╔══

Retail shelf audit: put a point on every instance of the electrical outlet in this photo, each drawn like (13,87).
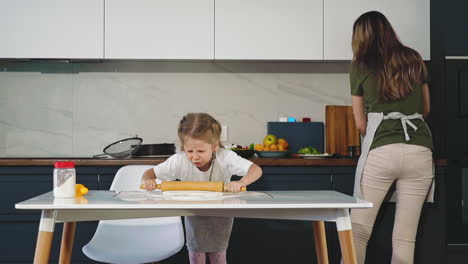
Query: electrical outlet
(223,133)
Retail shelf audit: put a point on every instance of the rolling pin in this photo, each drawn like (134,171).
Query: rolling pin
(193,186)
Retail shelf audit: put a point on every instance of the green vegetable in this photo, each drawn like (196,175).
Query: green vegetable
(308,150)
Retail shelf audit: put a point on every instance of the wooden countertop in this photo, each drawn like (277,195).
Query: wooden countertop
(286,162)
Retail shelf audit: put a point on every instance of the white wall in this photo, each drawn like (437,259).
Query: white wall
(78,114)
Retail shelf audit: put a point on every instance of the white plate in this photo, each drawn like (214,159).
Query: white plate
(315,156)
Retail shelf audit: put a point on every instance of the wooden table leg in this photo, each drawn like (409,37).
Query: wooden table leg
(320,242)
(45,237)
(66,247)
(345,234)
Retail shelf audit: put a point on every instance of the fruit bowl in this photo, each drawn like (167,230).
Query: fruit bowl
(272,154)
(245,153)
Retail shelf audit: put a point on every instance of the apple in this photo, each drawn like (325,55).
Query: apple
(269,139)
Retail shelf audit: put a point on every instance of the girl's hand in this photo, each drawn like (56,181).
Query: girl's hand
(148,184)
(148,180)
(235,186)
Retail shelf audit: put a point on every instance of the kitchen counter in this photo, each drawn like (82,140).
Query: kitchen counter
(83,161)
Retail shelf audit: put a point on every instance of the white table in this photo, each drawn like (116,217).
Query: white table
(316,206)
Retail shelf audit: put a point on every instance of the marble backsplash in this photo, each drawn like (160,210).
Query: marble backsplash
(78,114)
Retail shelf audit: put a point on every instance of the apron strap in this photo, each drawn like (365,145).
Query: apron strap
(405,120)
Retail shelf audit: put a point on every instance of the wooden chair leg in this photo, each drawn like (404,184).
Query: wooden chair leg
(347,246)
(320,242)
(66,247)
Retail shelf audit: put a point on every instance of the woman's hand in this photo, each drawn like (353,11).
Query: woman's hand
(148,180)
(235,186)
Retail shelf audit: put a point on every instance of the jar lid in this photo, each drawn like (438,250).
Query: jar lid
(64,164)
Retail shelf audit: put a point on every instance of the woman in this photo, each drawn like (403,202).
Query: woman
(389,83)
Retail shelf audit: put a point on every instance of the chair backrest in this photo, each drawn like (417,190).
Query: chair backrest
(128,178)
(139,240)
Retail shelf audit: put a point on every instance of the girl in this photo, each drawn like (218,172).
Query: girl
(389,82)
(203,159)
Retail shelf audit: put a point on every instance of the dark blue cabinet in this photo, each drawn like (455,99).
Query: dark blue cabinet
(19,228)
(252,240)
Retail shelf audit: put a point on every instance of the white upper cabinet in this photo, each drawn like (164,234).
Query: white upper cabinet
(269,30)
(410,19)
(52,29)
(159,29)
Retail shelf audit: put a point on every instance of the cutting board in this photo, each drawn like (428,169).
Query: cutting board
(340,129)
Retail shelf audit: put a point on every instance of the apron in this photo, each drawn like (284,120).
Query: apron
(209,233)
(373,122)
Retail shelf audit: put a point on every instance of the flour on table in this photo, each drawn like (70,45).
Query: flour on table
(196,195)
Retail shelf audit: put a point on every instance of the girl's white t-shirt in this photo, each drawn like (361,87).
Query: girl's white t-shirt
(178,166)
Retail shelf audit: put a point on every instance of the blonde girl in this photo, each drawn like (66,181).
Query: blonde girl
(203,159)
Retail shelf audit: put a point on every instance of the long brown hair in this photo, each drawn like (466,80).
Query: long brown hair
(377,49)
(200,126)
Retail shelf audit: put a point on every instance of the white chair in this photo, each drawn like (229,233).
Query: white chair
(139,240)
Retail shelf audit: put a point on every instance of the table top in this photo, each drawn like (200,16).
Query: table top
(156,200)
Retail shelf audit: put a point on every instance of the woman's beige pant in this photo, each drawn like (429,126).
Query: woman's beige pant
(411,167)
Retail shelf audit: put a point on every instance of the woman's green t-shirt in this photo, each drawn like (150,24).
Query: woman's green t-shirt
(364,83)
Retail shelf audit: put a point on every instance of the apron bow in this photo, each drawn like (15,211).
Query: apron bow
(405,120)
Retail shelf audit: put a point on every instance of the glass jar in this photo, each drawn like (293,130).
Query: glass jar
(64,179)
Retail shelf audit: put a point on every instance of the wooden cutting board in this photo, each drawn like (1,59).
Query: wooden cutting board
(340,129)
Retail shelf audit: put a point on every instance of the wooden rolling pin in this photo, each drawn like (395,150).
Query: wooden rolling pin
(192,186)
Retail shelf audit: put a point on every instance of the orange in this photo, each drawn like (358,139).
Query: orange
(274,147)
(80,189)
(258,147)
(281,147)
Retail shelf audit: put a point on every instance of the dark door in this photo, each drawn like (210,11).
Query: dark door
(457,142)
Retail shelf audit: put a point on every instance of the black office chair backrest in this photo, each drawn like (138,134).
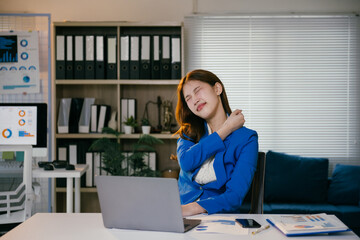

╚══

▶ **What you are asked to do**
Can you copy all of the material above word for word, leaving out the pictures?

▶ **Right answer**
Retail shelf audit: put a point on every instance of the electrical outlet in this photo, each drawn like (13,87).
Query: electrical outlet
(223,133)
Retail shelf audit: put a point on every instance of the rolling pin in this photo, each drawn like (134,171).
Query: rolling pin
(193,186)
Retail shelf audit: put a point on every instance of the green vegetable in this photo, each drawn like (196,175).
Query: green vegetable
(308,150)
Retail shelf audit: put a point on every instance of the wooden countertop in this photo, each drawn like (277,195).
Query: wooden countertop
(286,162)
Retail shelf audit: put a point on every instance of the white wall in this photo, each drawn like (437,259).
Query: white wall
(78,114)
Retail shelf audit: put a point on every instance of the white plate in this photo, each drawn like (214,159).
Query: white plate
(315,156)
Retail shelf audit: put a point on every instance of the wooden table leg in this photo, each drawn like (409,37).
Query: wooden table leg
(320,242)
(45,237)
(66,247)
(345,234)
Retail shelf audit: put a point on every instance of the fruit bowl in this photo, each drawn like (167,230).
Query: fruit bowl
(272,154)
(245,153)
Retail shelf audit: put a point on every instance of the apple in this photo, each drawn like (325,55).
Query: apple
(269,139)
Retail shelf audit: put a point on every instance of the girl's hand in this photo, each drawn like (56,181).
Query: girl's hand
(148,184)
(148,180)
(235,186)
Retail shelf audit: put a point on every instance of the kitchen counter in this photo, each drawn like (82,140).
Query: kitchen counter
(83,161)
Retail shelf audit: put a point on every instance of the white table in this photo, each drawn like (116,217).
Query: white table
(316,206)
Retail shelf audit: put a point on every instance of the marble backsplash in this photo, each drawn like (160,210).
Query: marble backsplash
(78,114)
Retail shelf audit: put a point on every instance of the apron strap in this photo, each drawn like (365,145).
Query: apron strap
(405,120)
Retail shelf audit: put a point on every instance of the wooden chair leg in this photo, each drawn like (404,184).
Query: wooden chair leg
(347,246)
(320,242)
(66,247)
Retail shelf audit: put a point on every instance of the woman's hand in this photo, each drawn like (353,11).
Query: woman's hand
(148,180)
(235,186)
Retail shelf audit: put a point on every instance of the jar lid in this photo, each drawn like (438,250).
Query: jar lid
(64,164)
Retail shelf audit: put a point on every instance of the woman in this photo, each drawn like (403,202).
Query: woman
(389,83)
Retail shelf audit: put a point on every instance of the chair backrest in this photo, each drawn like (417,190).
Query: chair backrest
(128,178)
(139,240)
Retail shelf audit: put a point on every instance of the girl in this photo, each drawn like (218,172).
Query: girl
(389,82)
(203,159)
Retail shelf audit: put a point on every instance of the dark blue cabinet in this photo, each drawn like (455,99).
Query: dark blue cabinet
(19,228)
(252,240)
Retail shelf audit: put a point on every instance of the white upper cabinet in this photo, each drawn like (164,234).
Query: white upper cabinet
(269,30)
(410,19)
(52,29)
(159,29)
Retail shelf audit: put a point on every instance of the cutting board in this photo, each drawn like (428,169).
Query: cutting board
(340,129)
Retail shelf audit: put a point on every instance of the apron in this photo, each drawn like (284,120).
Query: apron
(209,233)
(373,122)
Retail shelf audit: put a point on every instance of the flour on table in this photo, each drawn like (70,45).
Query: flour on table
(196,195)
Retail shelf audit: put a point on every instance of the girl's white t-shirt in this photo, each drawn like (361,87).
Query: girl's white t-shirt
(178,166)
Retail shelf audit: put a point on every instance of the blonde girl in this photo, each drawn like (66,181).
Query: blonde girl
(203,159)
Retail shelf audit: put a point on every instance of the long brown hair in this photo, each drawn like (466,80).
Query: long brown hair
(377,49)
(200,126)
Retail shelf audit: put a point on every instance of the white chair in this photo, each drawn like (229,233).
Query: white chair
(139,240)
Retail shelf audit: put a point on every instance of the table top in this photo, each drawn like (200,16).
Query: table top
(156,200)
Retail shelf audit: put a point on every instance of the woman's beige pant in this photo, each drawn like (429,126).
Query: woman's beige pant
(411,167)
Retail shelf audit: put a point on every instance of the woman's green t-shirt in this photo, each drawn like (150,24).
Query: woman's green t-shirt
(364,83)
Retail shelf audit: put a point on every instance of the apron bow in this photo, each drawn like (15,211).
Query: apron bow
(405,120)
Retail shelf audit: put a point on every instance of the glass jar in this photo, each drawn like (293,130).
Query: glass jar
(64,179)
Retail shelf audit: put a point on every instance of the wooden cutting board in this photo, each drawn like (1,59).
Query: wooden cutting board
(340,129)
Retail shelf audit: put a point on every instance of the wooden rolling pin in this photo, each drawn like (395,150).
Query: wooden rolling pin
(192,186)
Retail shelf audit: put a point on every instance of the orange in this photo, each drawn like (358,139).
Query: orange
(274,147)
(80,189)
(258,147)
(281,147)
Retail shelf audit: put a point on every instance of the dark door in this photo, each drawn like (210,11).
Query: dark door
(457,142)
Retail shelf audit: put a point on every instance of the black office chair backrest in this photo, each drawn like (138,134).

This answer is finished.